— START OF Listed entries —

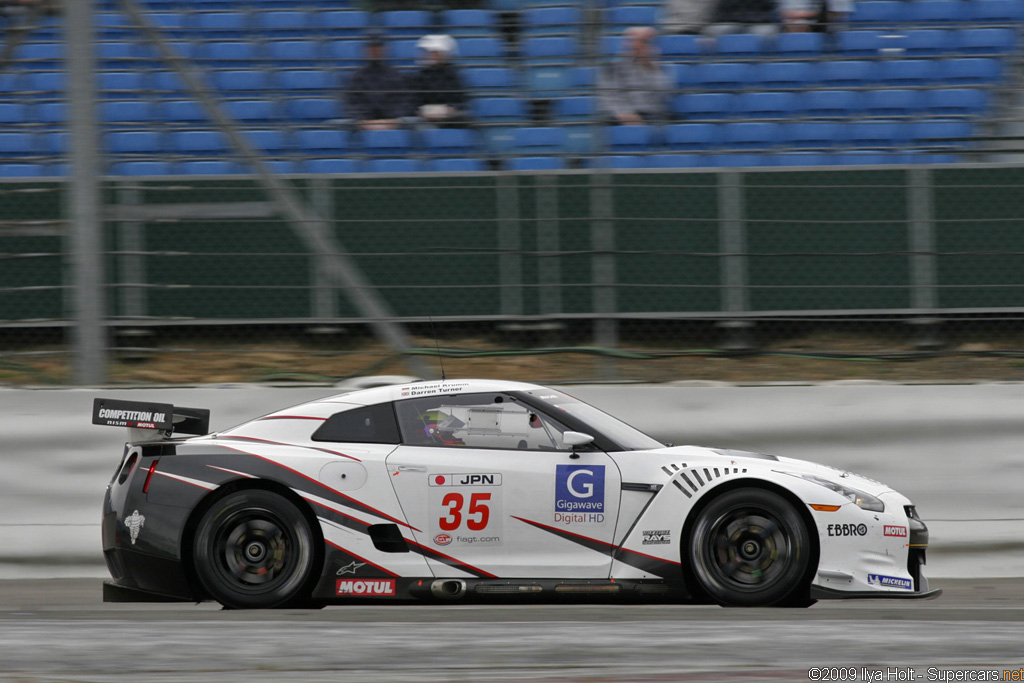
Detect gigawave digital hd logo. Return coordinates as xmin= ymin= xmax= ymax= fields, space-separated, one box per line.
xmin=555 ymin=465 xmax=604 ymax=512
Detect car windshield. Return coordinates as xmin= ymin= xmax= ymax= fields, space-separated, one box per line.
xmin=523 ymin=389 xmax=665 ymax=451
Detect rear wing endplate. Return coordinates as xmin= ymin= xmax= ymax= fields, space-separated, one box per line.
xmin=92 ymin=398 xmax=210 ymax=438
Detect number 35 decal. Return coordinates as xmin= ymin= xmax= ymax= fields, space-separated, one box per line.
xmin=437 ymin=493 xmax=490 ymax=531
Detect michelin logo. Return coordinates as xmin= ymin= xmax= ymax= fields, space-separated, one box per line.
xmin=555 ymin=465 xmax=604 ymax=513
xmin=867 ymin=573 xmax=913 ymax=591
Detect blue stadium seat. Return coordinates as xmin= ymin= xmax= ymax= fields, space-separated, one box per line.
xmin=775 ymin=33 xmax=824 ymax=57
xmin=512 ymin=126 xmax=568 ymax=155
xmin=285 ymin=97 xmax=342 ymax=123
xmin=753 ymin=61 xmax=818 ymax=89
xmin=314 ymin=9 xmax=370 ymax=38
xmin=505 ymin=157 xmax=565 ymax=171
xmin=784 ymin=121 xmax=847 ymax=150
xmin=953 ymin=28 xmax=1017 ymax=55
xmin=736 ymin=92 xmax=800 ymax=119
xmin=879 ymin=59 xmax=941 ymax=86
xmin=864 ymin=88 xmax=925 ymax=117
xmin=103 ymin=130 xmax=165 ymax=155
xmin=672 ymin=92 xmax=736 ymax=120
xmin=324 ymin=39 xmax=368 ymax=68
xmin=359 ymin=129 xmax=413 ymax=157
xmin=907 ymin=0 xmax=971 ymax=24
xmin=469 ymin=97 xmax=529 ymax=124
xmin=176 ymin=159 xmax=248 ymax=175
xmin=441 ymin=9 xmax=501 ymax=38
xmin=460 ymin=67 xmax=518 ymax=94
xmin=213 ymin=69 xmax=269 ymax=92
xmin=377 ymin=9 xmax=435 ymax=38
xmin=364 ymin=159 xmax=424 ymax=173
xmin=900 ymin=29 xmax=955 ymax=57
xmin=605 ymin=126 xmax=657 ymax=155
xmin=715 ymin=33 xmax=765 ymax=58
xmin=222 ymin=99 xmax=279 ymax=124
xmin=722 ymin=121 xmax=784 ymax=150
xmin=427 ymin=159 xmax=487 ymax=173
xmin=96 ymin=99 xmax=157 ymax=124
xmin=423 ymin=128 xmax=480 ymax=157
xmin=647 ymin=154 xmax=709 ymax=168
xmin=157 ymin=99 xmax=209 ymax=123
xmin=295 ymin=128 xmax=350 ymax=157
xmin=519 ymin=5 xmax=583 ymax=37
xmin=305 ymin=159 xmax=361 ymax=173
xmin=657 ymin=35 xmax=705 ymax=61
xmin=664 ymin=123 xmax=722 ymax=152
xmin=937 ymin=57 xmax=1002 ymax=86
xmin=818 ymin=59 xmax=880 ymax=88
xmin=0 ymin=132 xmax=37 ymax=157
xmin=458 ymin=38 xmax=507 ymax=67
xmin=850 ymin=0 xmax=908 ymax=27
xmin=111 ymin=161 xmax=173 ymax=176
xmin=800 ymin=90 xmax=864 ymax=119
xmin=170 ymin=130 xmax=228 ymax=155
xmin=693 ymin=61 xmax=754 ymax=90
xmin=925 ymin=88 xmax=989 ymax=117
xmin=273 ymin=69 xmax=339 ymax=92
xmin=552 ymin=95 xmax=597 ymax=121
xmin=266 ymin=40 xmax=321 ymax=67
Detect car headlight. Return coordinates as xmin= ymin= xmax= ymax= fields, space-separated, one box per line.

— END OF Listed entries —
— START OF Listed entries —

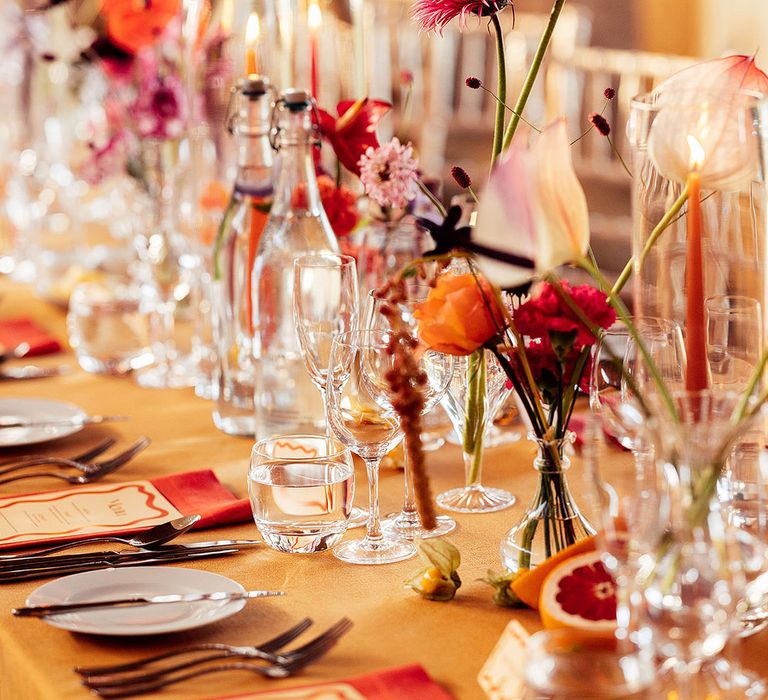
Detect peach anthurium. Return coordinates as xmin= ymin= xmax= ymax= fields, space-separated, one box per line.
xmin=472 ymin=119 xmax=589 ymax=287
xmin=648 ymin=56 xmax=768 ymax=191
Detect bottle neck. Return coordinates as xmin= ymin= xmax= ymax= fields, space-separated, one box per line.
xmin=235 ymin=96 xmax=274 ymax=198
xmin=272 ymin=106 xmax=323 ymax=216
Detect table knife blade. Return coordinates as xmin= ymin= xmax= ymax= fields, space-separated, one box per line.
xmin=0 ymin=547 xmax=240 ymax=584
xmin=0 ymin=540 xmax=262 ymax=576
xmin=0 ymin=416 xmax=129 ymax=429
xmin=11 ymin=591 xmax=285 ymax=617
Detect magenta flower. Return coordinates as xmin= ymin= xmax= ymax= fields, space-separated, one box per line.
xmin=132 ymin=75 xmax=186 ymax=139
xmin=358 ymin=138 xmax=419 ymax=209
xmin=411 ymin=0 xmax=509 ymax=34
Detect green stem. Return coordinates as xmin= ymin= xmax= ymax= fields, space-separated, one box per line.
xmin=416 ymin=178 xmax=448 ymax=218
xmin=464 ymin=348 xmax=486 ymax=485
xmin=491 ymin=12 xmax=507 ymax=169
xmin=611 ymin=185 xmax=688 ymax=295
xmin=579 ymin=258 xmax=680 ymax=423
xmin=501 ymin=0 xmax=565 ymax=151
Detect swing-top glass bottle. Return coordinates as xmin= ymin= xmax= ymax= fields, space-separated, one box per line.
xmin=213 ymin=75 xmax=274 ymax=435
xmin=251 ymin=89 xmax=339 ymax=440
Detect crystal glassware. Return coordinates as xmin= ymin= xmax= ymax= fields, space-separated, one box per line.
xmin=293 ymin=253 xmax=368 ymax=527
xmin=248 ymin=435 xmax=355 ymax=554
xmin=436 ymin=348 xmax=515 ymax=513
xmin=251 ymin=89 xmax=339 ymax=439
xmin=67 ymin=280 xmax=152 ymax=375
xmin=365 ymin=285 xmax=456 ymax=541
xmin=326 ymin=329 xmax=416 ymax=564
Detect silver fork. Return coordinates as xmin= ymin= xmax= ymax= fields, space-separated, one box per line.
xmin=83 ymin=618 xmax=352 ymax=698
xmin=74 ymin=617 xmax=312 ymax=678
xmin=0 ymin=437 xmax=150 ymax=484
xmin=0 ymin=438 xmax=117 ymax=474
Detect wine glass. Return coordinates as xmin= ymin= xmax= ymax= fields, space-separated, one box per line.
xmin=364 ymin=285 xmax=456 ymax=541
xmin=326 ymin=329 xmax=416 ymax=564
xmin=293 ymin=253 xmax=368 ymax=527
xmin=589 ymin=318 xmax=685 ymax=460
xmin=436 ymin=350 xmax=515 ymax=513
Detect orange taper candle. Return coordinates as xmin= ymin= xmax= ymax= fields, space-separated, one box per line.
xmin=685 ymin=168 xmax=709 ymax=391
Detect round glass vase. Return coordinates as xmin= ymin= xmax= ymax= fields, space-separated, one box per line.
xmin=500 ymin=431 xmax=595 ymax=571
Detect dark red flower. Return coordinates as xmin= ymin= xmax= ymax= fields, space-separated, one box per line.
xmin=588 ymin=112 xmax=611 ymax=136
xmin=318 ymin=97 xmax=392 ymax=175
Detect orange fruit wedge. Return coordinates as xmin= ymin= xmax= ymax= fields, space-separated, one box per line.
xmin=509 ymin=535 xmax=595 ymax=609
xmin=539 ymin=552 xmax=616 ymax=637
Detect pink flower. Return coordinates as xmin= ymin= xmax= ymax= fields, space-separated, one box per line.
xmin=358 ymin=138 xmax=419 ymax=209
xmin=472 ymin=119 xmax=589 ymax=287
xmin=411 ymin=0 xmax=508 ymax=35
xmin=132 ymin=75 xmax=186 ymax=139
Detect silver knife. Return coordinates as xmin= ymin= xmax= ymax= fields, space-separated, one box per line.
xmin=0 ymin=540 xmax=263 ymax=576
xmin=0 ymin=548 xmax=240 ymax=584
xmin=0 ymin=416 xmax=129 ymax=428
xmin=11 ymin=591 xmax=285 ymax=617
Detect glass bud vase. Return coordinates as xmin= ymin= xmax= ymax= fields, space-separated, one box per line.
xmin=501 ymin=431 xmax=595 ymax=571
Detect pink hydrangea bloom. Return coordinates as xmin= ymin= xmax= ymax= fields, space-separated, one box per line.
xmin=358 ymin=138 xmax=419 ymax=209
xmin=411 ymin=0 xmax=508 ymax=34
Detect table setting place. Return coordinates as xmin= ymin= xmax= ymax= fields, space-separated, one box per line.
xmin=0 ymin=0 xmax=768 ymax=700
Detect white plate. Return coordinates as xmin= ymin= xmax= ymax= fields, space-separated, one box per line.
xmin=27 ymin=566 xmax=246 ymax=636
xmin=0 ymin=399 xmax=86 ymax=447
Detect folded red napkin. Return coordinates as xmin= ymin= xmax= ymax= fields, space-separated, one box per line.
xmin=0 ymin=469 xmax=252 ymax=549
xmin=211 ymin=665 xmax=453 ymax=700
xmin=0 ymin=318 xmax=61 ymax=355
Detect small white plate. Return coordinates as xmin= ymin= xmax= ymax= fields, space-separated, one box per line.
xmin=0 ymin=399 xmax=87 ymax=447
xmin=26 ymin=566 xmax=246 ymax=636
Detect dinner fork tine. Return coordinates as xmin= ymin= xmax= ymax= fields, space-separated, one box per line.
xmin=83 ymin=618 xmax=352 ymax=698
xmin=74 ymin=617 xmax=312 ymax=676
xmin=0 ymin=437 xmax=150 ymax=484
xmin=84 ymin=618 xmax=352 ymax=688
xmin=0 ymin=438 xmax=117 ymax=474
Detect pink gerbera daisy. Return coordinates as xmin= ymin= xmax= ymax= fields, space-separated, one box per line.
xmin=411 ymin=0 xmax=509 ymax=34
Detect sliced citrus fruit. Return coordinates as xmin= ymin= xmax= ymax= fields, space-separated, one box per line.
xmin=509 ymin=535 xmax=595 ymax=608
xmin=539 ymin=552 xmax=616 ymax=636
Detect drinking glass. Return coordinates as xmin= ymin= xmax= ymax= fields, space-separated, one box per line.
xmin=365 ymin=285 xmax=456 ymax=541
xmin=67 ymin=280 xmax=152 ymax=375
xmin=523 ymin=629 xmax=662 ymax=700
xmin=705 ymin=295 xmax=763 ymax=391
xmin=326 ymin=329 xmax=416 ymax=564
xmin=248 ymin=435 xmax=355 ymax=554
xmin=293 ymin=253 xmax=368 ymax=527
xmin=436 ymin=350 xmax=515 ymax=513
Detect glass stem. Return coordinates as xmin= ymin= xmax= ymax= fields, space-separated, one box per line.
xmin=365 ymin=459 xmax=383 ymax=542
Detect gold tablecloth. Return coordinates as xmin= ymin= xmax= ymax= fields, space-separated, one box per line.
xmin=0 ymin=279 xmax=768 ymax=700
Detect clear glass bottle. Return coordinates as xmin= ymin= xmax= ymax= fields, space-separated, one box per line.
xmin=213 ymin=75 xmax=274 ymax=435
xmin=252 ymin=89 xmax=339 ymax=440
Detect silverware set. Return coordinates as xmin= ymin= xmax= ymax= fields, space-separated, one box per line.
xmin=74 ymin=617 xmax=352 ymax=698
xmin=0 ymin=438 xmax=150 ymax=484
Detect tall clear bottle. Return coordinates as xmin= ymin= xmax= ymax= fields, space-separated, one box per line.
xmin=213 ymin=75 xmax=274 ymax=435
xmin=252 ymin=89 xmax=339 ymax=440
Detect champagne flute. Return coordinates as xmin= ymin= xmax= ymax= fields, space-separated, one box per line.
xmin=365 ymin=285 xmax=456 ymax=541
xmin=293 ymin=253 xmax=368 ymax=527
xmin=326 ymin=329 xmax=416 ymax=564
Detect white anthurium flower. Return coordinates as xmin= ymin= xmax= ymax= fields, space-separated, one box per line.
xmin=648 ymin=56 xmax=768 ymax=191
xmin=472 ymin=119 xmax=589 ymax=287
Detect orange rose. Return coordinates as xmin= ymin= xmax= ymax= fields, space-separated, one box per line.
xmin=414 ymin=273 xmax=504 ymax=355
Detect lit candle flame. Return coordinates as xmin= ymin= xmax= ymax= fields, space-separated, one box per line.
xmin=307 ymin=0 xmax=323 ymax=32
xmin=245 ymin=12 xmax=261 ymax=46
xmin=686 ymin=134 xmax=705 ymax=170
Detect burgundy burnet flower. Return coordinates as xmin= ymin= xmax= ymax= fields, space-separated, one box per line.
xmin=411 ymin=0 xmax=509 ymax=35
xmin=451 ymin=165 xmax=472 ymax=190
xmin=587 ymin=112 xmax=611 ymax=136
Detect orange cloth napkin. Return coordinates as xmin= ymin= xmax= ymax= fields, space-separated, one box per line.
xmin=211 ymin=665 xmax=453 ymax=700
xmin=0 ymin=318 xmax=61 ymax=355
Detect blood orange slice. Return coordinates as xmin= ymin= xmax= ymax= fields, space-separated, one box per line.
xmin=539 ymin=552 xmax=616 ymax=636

— END OF Listed entries —
— START OF Listed entries —

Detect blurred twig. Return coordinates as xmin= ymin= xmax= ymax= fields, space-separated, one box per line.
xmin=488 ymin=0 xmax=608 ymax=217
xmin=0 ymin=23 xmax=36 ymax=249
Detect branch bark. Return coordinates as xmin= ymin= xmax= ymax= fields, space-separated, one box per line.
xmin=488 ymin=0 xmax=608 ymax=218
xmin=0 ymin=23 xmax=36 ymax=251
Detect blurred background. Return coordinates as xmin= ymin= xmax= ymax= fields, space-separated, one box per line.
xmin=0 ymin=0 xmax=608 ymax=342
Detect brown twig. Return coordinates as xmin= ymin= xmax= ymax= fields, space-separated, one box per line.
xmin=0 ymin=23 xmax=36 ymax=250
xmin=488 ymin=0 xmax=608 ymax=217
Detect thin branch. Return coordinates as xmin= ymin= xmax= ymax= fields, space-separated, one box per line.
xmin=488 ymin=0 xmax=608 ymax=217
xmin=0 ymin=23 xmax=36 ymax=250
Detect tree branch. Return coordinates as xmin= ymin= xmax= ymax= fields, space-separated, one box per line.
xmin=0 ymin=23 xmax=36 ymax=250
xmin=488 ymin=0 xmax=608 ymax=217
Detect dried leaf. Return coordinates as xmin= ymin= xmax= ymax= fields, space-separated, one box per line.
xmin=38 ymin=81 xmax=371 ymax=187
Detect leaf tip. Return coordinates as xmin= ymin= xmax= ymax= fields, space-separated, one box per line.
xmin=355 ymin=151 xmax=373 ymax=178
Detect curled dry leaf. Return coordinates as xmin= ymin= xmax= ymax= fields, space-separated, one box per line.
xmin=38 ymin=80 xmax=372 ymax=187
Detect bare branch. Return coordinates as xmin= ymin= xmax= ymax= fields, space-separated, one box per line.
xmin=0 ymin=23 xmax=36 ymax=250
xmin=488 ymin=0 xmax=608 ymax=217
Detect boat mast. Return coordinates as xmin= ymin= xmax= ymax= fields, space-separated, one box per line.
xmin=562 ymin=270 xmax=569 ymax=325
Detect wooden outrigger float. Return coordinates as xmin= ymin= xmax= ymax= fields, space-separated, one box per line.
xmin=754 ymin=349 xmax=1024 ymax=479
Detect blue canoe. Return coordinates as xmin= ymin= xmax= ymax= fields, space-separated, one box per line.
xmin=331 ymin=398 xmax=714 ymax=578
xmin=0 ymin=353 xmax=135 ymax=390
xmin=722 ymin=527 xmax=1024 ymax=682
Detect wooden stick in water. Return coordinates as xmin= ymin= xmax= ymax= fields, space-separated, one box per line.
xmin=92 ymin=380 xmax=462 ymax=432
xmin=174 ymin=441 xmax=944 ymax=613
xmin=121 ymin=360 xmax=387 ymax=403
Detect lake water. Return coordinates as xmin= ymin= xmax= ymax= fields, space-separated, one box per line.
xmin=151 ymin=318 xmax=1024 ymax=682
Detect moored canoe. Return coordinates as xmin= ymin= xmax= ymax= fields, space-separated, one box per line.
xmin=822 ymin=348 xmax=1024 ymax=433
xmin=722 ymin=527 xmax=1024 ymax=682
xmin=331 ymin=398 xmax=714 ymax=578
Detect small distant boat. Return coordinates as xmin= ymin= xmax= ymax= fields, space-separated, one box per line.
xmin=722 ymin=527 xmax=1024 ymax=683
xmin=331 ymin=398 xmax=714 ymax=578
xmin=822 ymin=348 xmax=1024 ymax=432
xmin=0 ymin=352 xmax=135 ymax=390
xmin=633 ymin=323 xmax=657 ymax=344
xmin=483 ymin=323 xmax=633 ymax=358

— END OF Listed entries —

Pull out every line of the records above that contains the string "fork", treating case as significant.

Detect silver fork. Return coordinates as xmin= ymin= xmax= ymax= fields, space-separated, one box per line.
Detect dinner fork tine. Return coordinates as xmin= ymin= xmax= ymax= fields, space-separated, one box per line.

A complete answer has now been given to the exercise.